-- DATA TO EXAMINE follows --
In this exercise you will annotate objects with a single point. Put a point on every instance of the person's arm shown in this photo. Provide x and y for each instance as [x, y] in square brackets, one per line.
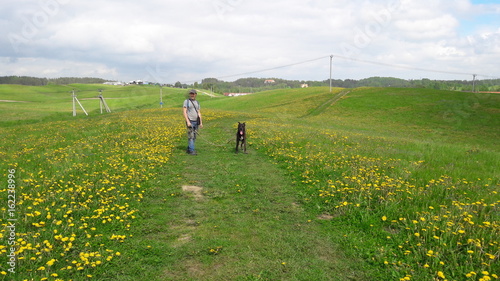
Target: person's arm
[188, 123]
[201, 120]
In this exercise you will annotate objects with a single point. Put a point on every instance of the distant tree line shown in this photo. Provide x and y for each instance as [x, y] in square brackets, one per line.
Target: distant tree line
[35, 81]
[249, 85]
-- DATA TO EXAMINE concluded --
* [EXERCISE INSTRUCTIONS]
Without the pictures, print the records in full, exactly as they appear.

* [SOLUTION FOR THIS EXERCISE]
In this exercise you will annotate objects with a single point. Put a point on every instance of the person's arm shown in this photo. Provide x and y for each instance as [x, y] in square brackets, one per line.
Target: person's arm
[188, 123]
[201, 120]
In this exercise you will annotate objects with a single point. Put a point on every instance of the distant tree line shown in this photo. Provide x and y for each instance as [x, y] in square brackets, one per line.
Target: distant tree line
[35, 81]
[249, 85]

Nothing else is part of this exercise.